**What is asked**
Rescale the part of the material that opens with the line containing "Point out the grill control knob" and closes at the end of the material by reproducing every line, requests included, with each coordinate in the answers multiplied by 0.35 and rounded to a whole number, halves up. Leave the requests and their sample coordinates unchanged.

— start Supplied material —

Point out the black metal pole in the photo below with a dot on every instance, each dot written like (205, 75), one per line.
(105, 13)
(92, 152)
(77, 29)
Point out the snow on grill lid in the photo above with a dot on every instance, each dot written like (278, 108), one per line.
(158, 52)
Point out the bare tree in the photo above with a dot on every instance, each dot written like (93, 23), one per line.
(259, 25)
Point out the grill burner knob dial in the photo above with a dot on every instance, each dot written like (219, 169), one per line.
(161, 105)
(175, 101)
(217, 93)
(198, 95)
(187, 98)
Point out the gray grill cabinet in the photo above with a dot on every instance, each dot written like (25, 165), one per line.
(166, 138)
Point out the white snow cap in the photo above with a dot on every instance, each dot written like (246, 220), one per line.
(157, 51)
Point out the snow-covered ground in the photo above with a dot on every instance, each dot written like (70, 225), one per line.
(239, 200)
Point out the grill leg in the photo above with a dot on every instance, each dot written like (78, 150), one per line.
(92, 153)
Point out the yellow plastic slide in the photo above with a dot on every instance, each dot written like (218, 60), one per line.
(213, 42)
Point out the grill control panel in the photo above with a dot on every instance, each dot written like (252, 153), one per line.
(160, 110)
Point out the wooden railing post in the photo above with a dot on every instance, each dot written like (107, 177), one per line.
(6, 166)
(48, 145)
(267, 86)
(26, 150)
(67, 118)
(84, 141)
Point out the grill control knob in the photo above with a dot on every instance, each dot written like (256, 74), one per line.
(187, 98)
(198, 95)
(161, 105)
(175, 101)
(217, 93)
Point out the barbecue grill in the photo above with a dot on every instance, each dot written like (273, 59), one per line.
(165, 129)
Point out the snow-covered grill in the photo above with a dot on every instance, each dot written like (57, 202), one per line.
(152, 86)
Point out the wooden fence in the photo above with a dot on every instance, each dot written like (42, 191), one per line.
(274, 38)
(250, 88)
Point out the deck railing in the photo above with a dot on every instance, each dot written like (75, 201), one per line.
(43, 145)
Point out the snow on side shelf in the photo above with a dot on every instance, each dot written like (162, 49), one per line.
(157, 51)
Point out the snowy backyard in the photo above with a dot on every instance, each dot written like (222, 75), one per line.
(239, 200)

— end Supplied material —

**Task output**
Point out the grill control knob in the photo above with a dot on every instance, each dot written like (256, 74), one per line.
(65, 34)
(69, 33)
(56, 37)
(61, 35)
(76, 33)
Point out the barbecue grill in the photo above with a dot on every instance, each dot written like (273, 59), one per line.
(58, 45)
Point out the snow-covered grill in the photo above with a dot on every instance, each dot written like (57, 202), one per line.
(53, 30)
Point out the wooden fence in the photo above with a dot on every instance, each dot written like (42, 191), one per line.
(96, 13)
(88, 31)
Point out the deck railing in the photo above with a dot on every instance, each dot written like (75, 201), one per line.
(15, 51)
Point out the snow on side shelf in the photo above with a dot on every instance, each dot written like (162, 49), one per line.
(55, 18)
Point out the snowy backyard in the photo above with a dot on every instance, each dot written like (222, 75), one per line.
(84, 70)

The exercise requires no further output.